Records for the exercise:
——————————

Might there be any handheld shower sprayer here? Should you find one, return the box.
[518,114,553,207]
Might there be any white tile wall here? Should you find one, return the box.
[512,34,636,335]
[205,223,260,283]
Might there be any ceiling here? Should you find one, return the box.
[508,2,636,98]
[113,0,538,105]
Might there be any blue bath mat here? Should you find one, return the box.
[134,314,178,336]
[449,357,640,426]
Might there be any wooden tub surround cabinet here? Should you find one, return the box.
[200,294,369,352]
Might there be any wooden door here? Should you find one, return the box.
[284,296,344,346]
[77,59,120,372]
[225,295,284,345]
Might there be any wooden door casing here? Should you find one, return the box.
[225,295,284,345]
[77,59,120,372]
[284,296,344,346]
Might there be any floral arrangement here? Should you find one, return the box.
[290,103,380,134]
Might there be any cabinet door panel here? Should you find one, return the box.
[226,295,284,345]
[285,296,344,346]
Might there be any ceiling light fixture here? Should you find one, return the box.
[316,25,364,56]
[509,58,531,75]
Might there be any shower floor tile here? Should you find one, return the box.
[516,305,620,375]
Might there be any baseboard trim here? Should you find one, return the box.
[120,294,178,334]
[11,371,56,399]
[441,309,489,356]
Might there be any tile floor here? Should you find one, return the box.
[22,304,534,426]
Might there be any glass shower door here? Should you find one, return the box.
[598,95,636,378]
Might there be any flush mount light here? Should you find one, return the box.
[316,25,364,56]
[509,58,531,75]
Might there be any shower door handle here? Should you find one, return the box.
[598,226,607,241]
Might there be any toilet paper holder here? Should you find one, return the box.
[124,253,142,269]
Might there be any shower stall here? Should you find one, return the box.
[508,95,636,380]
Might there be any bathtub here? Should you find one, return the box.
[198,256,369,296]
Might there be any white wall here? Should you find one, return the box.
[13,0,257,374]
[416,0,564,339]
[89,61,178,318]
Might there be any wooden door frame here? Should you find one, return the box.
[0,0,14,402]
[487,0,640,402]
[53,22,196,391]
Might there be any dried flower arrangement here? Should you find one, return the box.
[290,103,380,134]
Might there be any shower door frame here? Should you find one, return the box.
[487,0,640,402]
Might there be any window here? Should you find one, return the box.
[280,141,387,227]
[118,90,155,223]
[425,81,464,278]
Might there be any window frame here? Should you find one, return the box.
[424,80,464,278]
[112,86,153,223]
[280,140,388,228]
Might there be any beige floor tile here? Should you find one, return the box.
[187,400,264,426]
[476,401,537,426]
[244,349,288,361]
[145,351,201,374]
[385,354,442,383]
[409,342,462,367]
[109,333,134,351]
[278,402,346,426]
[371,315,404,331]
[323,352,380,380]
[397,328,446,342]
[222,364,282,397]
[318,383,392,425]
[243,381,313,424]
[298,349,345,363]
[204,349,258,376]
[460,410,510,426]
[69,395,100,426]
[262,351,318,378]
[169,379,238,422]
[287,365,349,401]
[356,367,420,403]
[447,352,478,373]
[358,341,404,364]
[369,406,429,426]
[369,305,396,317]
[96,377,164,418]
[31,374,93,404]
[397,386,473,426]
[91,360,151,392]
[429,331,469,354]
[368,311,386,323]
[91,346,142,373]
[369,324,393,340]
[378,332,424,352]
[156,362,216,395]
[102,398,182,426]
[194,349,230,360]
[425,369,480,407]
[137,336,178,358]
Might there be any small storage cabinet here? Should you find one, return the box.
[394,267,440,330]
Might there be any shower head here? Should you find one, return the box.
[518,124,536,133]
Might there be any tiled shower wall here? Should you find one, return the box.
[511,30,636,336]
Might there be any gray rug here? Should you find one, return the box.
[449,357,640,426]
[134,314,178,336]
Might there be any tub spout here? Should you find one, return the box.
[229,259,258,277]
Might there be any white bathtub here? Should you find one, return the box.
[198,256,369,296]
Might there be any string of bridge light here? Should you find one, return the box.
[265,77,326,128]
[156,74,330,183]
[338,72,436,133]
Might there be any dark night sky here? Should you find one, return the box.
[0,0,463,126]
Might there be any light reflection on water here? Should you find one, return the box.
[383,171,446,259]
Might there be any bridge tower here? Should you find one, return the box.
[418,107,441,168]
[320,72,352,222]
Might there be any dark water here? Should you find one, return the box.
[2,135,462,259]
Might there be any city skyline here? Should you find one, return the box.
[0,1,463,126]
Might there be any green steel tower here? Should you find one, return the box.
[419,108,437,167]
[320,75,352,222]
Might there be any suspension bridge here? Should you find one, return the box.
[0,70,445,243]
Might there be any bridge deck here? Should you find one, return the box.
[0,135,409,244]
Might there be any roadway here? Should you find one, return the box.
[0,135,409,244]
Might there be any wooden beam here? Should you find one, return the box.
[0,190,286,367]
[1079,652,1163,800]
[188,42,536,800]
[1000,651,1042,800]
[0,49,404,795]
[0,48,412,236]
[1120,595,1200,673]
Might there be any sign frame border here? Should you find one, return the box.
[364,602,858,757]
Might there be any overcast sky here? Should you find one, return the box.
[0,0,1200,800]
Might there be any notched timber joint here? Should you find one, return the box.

——————————

Set problem:
Copy the entire listing above line for line, with no changes to any character.

Problem solution:
Might there be any handheld shower sprayer here? Should you find one, return the box.
[518,114,553,207]
Might there be any white tile wall here? Should you find one, return the box.
[512,34,636,335]
[205,223,260,283]
Might there be any ceiling here? Should you find one, return the box.
[508,2,636,98]
[113,0,538,105]
Might there be any blue bath mat here? Should you find one, return the box.
[134,314,178,336]
[449,357,640,426]
Might there be any wooden tub surround cabinet here? Should you find one, return the box.
[200,294,369,352]
Might there be any wooden door here? Should you find one, return the box.
[284,296,344,346]
[77,59,120,372]
[225,295,284,345]
Might there be any wooden door casing here? Should you find one, return the box.
[225,295,284,345]
[77,59,120,372]
[284,296,344,346]
Might there be any floral arrangement here? Should you find one, return the box.
[290,103,380,134]
Might there be any cabinet door panel here? Should you find one, return the box.
[226,295,284,345]
[285,296,344,346]
Might there be any ceiling light fixture here? Should you find one, return the box.
[316,25,364,56]
[509,58,531,75]
Might there be any shower floor tile here? Should you find one, return the box.
[516,305,620,375]
Might there be any baseboard trim here? Should you find one, return the box.
[120,294,178,334]
[11,371,56,399]
[441,309,489,356]
Might there be any tile floor here? Should you find one, return the box.
[22,304,534,426]
Might there be any glass shower door here? Should you find one, return the box.
[598,95,636,378]
Might there be any flush mount light here? Should you find one, return the box.
[316,25,364,56]
[509,58,531,75]
Might there be any shower door handle here? Should you find one, return the box.
[598,226,607,241]
Might there be any toilet paper holder here? Should you find one, return the box.
[124,253,142,269]
Might there be any shower stall here? Should you find one, return the box.
[508,95,636,380]
Might there be any bathtub here? Should you find one, return the box.
[198,256,369,296]
Might there be any white wall here? Should you find one, return the box.
[13,0,257,374]
[416,0,564,339]
[89,61,178,318]
Might there be any wooden door frame here? Should you find one, return the box.
[0,0,14,402]
[487,0,640,402]
[53,22,196,391]
Might there be any dried flower arrangement here? Should you find one, return the box.
[290,103,380,134]
Might there be any shower door frame here? Should you find one, return the box.
[487,0,640,402]
Might there be any window here? Should you find one, return the box.
[280,141,387,227]
[118,90,155,223]
[425,81,464,278]
Might there be any window frame here? Should you find one, return the box.
[424,80,464,278]
[112,86,153,223]
[280,140,388,228]
Might there be any beige floor tile here? Should you find one, return the box.
[187,400,264,426]
[476,401,537,426]
[244,349,288,361]
[145,351,201,374]
[385,354,442,383]
[409,342,462,367]
[109,333,134,351]
[278,402,346,426]
[371,315,404,331]
[323,352,380,380]
[397,328,446,342]
[222,364,282,397]
[318,383,392,425]
[243,381,313,424]
[298,349,345,363]
[204,349,258,376]
[460,410,510,426]
[69,395,100,426]
[262,351,318,378]
[169,379,238,422]
[287,365,349,401]
[356,367,420,403]
[447,352,478,373]
[358,341,404,364]
[369,406,429,426]
[369,305,396,317]
[96,377,164,418]
[31,374,93,404]
[397,386,473,426]
[91,360,151,392]
[429,331,469,354]
[368,311,386,323]
[91,346,142,373]
[369,324,393,340]
[378,332,424,352]
[156,362,216,395]
[102,398,182,426]
[194,349,230,360]
[425,369,480,407]
[137,336,178,358]
Might there be any small storage cabinet here? Should you find one, return the box.
[394,267,440,330]
Might there be any shower head here? Should you find one, return the box.
[518,124,536,133]
Might there be any tiled shower wall here? Should you find one, return the box.
[511,30,636,336]
Might there be any gray rug here? Should you find one, return the box.
[449,357,640,426]
[134,314,178,336]
Might there be any tub spout here? Should you find one, return the box.
[229,259,258,277]
Might there be any white bathtub here? Should you find one, return the box.
[198,256,369,296]
Might there be any string of bridge light here? Should you find one, return the box.
[265,77,326,128]
[156,74,330,183]
[338,72,436,133]
Might there be any dark night sky here? Should you find one, return the box.
[0,0,463,126]
Might there be any light reflection on water here? Should you find one, return the box.
[383,171,446,259]
Might there be any bridge tower here? Should you find one, return the box.
[418,107,441,168]
[320,72,352,222]
Might there be any dark water here? Should you find one, return the box.
[2,135,462,259]
Might there be any city skyline here? Should you find one, return the box.
[0,1,463,126]
Might there be any green steel tower here? Should you find one, return the box.
[419,108,437,167]
[320,75,352,222]
Might there be any suspension bridge here? Should you find one, return the box.
[0,70,445,243]
Might there be any bridge deck here? Should you find one, return the box.
[0,135,409,244]
Might there be any roadway here? Should you find one, return the box.
[0,135,409,244]
Might there be any wooden beam here? Should you find one, return the box.
[0,190,286,367]
[1079,652,1163,800]
[188,42,536,800]
[1000,651,1042,800]
[0,49,404,795]
[0,48,412,236]
[1120,595,1200,673]
Might there be any sign frame border here? Should you find one, return the box.
[364,602,858,757]
Might there be any overcast sky here? Should you find one, return the box.
[0,0,1200,800]
Might there be any notched timber joint here? Should you find one, return the box.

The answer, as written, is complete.